Exercise goal:
Can you rewrite the data below with every "drop a marker" replaced by "place a pin" and everything else left as it is?

[Lines of data]
★ ★ ★ ★ ★

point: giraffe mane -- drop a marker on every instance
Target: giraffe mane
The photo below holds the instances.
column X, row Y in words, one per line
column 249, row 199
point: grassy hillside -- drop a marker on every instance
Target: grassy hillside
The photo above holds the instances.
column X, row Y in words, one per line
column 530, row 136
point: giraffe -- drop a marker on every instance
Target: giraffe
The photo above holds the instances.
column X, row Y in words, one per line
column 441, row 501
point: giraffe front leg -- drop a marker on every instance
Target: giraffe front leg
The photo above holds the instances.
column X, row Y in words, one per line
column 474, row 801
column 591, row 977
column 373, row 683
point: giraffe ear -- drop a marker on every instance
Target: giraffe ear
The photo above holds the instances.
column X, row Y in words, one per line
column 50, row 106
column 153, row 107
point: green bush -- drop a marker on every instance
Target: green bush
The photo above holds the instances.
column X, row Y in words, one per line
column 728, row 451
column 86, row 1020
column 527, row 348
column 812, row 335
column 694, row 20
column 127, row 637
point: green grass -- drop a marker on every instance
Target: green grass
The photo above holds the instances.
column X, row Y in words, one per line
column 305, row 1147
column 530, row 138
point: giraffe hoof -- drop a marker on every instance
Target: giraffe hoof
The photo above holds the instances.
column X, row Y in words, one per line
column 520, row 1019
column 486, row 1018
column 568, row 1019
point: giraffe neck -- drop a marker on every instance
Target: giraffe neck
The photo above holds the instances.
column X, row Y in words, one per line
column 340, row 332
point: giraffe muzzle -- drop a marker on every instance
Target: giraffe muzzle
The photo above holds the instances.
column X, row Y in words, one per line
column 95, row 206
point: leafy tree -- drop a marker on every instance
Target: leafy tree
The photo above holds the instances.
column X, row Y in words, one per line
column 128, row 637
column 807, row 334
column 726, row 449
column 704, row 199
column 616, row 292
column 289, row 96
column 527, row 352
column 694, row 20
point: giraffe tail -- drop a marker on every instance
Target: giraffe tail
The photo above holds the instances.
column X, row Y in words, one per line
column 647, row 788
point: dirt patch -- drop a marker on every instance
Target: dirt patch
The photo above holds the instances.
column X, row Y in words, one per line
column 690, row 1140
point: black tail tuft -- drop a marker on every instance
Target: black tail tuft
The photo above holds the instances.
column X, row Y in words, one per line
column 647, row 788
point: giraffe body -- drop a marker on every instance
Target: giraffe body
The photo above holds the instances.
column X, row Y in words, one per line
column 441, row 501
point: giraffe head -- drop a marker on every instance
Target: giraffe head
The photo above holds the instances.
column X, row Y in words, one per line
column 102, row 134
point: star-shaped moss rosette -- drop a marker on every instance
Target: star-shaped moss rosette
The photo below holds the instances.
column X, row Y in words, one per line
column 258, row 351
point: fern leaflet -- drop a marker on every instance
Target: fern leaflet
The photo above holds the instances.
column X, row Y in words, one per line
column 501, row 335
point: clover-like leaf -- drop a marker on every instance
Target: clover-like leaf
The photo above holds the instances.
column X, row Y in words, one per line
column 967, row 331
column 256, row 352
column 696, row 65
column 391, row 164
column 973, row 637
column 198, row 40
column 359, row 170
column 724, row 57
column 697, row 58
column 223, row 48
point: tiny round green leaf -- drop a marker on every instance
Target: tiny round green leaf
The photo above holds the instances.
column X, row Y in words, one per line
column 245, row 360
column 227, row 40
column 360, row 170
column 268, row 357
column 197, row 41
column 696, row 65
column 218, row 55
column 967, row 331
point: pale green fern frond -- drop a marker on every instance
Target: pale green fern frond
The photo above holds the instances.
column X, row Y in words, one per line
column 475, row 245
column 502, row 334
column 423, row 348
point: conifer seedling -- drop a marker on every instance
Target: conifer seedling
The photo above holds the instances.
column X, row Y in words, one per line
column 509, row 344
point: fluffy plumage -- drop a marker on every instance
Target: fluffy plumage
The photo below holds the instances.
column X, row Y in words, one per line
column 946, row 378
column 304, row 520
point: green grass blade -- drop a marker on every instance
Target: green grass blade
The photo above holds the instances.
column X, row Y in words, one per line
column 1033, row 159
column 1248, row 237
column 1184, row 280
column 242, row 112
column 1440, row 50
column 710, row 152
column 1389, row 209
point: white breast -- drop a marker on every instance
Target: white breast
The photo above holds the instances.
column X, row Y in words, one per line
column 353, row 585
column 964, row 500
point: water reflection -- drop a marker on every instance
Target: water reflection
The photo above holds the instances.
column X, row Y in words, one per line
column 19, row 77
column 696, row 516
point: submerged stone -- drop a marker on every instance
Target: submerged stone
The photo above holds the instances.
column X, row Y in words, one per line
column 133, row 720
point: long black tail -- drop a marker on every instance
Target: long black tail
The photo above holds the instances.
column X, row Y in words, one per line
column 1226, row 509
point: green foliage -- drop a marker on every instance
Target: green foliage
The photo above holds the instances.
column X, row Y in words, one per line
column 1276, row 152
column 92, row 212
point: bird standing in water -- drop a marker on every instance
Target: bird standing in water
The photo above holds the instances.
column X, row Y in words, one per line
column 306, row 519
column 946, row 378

★ ★ ★ ★ ★

Reply:
point: giraffe mane -- place a pin on every instance
Target: giraffe mane
The photo below holds the instances.
column X, row Y in words, one per line
column 249, row 199
point: grassy hillside -- place a pin on every instance
Target: grassy hillside
The photo above holds the instances.
column X, row Y in words, one per line
column 530, row 136
point: giraffe -- place a pin on every instance
Target: giraffe
The photo above holds the instances.
column X, row Y in words, one per line
column 441, row 501
point: giraffe front leg -- place a pin on every instance
Target: giraffe front leg
The photo above holds the instances.
column X, row Y in words, one per line
column 474, row 801
column 591, row 977
column 373, row 683
point: giraffe ear -- place a pin on every instance
Target: giraffe ear
The photo above holds the instances.
column X, row Y in words, one per line
column 50, row 106
column 153, row 107
point: green bush -- place a pin on every instance
Target: green bush
The photo above holds the instances.
column X, row Y in words, one per line
column 728, row 451
column 86, row 1020
column 527, row 348
column 812, row 335
column 694, row 20
column 127, row 637
point: green grass -- place a pin on every instance
Target: green grass
The photo above holds the instances.
column X, row Y in words, one per line
column 305, row 1147
column 530, row 138
point: giraffe hoof -- place a pin on every instance
Target: giraffe hoof
The photo above holds the instances.
column X, row Y in words, one per line
column 520, row 1019
column 486, row 1018
column 568, row 1019
point: giraffe neck -- place a pin on every instance
Target: giraffe neck
The photo above holds the instances.
column X, row Y in words, one per line
column 340, row 332
point: giraffe muzzle -- place a pin on every instance
Target: giraffe muzzle
The photo above holds the instances.
column X, row Y in words, one per line
column 95, row 206
point: leafy tree -- place a pin on every instance
Target: leafy tree
The photo above holds the instances.
column X, row Y in words, one per line
column 128, row 637
column 807, row 334
column 726, row 449
column 704, row 199
column 616, row 292
column 289, row 96
column 527, row 352
column 694, row 20
point: giraffe tail -- place a pin on every instance
Target: giraffe tail
The photo above holds the instances.
column X, row Y in words, one per line
column 647, row 788
point: dirt patch -- place a pin on every instance
Target: dirt patch
The photo above holds the instances.
column X, row Y in words, one per line
column 690, row 1140
point: black tail tuft -- place a pin on every instance
Target: black tail tuft
The photo above holds the instances.
column X, row Y in words, one per line
column 647, row 788
point: giraffe body -- place a pin on every instance
Target: giraffe body
The photo above holds the instances.
column X, row Y in words, one per line
column 441, row 501
point: giraffe head -- place a pin on every instance
Target: giraffe head
The photo above holds the instances.
column X, row Y in words, one per line
column 102, row 134
point: star-shaped moss rosette -- place a pin on every instance
Target: star-shaped moss rosette
The photo below holds the instances.
column X, row Y in words, one per line
column 258, row 351
point: fern leaflet -- place a pin on every instance
Target: fern leaflet
The photo above holds the instances.
column X, row Y in words, one per line
column 501, row 335
point: clover-like leaf -- place a pin on every instance
Target: clover-like leaf
The photo above holds the instances.
column X, row Y in words, one per line
column 967, row 331
column 256, row 352
column 696, row 65
column 391, row 164
column 973, row 637
column 198, row 40
column 359, row 170
column 724, row 57
column 697, row 58
column 223, row 48
point: tiny round green leaf -- place a pin on every instance
Target: tiny round green leaf
The photo above holds the instances.
column X, row Y in words, one per line
column 245, row 360
column 227, row 40
column 360, row 170
column 268, row 357
column 197, row 41
column 696, row 65
column 218, row 55
column 967, row 331
point: pale green fern frond -- place a pin on every instance
Target: pale green fern frond
The photo above holds the instances.
column X, row Y in words, one per line
column 475, row 245
column 502, row 334
column 423, row 348
point: conifer seedling -- place a pin on every instance
Target: conifer seedling
The photo above holds the instances.
column X, row Y in words, one per line
column 509, row 344
point: fluffy plumage -- place a pin on every instance
Target: fluffy plumage
The photo below holds the instances.
column X, row Y in words, one per line
column 946, row 378
column 304, row 520
point: green grass blade -- place a pin on every instance
Target: green grass blade
The photo above holds the instances.
column X, row Y in words, one per line
column 1033, row 159
column 1248, row 237
column 1184, row 280
column 242, row 112
column 1440, row 50
column 710, row 152
column 1389, row 209
point: white breast -- place a pin on every instance
Target: white breast
The photo above holds the instances.
column X, row Y in words, one per line
column 353, row 585
column 964, row 500
point: water reflection -- place a pin on every instance
Target: water reflection
The photo above holds the instances.
column X, row Y in words, one per line
column 19, row 77
column 696, row 516
point: submerged stone -- place a pin on every instance
Target: submerged stone
The photo above holds the instances.
column X, row Y in words, one per line
column 133, row 720
point: long black tail -- place a pin on every instance
Target: long black tail
The photo above holds the instances.
column X, row Y in words, one per line
column 1226, row 509
point: green foliage -- place a pin on every instance
Target: green foliage
The photo above holds the instances.
column X, row Y in words, one per line
column 1276, row 152
column 92, row 212
point: bird standing in water -- place a pin on every instance
Target: bird standing in water
The photo above holds the instances.
column X, row Y in words, one per line
column 306, row 519
column 946, row 378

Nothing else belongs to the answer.